* [Stated problem]:
Rescale the point coordinates in the answers by multiplying each one by 0.2 and rounding to the nearest whole number, with halves going up. Rewrite every line starting at the line containing "Expected: a point placed on each instance of the baby's hand" and ending at the last line of the items, requests included.

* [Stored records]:
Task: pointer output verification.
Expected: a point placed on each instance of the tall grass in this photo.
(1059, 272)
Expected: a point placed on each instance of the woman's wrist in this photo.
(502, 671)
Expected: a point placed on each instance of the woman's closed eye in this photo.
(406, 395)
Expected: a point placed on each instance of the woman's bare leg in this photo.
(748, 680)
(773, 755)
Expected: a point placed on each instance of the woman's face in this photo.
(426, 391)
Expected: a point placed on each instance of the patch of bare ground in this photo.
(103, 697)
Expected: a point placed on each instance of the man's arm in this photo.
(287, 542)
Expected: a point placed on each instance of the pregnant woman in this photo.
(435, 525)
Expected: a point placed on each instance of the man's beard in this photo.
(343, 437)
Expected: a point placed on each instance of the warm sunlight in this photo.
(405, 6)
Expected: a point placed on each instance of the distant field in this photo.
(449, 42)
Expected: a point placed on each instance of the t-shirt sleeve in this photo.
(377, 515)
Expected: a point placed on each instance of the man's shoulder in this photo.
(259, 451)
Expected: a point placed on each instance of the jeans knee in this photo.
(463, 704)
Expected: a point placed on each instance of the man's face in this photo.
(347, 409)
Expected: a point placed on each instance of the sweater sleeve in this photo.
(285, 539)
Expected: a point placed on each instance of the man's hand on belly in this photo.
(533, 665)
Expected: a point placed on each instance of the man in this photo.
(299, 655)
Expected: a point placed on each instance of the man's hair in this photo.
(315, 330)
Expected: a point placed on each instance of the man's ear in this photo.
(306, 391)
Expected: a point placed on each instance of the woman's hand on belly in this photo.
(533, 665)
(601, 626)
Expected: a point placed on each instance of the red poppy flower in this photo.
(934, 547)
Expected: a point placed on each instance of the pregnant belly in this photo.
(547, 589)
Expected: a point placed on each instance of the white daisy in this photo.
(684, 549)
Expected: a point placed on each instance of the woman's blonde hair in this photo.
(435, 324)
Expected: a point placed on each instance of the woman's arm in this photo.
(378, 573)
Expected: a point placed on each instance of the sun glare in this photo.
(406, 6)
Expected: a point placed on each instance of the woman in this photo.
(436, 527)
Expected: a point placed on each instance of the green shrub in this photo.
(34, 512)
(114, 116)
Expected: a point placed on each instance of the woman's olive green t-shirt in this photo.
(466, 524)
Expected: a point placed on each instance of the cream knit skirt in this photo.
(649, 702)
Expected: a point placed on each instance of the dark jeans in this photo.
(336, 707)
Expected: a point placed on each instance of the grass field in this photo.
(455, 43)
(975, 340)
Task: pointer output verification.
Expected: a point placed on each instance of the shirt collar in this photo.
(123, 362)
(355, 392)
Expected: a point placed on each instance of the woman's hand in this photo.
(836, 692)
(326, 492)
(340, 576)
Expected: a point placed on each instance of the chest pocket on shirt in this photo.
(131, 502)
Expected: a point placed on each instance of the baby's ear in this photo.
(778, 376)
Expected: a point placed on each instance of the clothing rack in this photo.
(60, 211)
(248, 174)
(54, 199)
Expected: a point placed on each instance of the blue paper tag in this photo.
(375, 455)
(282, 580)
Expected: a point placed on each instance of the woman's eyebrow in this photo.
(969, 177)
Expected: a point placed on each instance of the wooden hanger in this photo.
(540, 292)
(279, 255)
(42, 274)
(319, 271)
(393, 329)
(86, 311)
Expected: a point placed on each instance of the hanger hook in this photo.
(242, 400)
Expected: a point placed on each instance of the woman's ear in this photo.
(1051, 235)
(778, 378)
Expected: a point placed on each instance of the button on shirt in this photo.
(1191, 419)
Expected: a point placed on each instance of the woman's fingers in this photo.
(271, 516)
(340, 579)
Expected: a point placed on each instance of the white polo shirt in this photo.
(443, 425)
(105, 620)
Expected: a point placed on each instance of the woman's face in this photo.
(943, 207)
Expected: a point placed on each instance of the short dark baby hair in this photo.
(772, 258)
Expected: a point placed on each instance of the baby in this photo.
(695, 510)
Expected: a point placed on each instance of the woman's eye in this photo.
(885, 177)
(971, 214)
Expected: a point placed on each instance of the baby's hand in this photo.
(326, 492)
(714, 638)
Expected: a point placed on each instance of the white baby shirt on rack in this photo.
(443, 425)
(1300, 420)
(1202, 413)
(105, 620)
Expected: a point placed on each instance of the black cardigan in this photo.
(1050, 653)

* [Task answer]:
Expected: a point placed on each instance of the baby's hand in this photo.
(65, 98)
(143, 128)
Expected: a point placed on each instance of the white baby shirt on rack in this photo.
(89, 85)
(260, 84)
(240, 83)
(21, 124)
Expected: a point placed on each instance of the black cardigan in this photo.
(210, 131)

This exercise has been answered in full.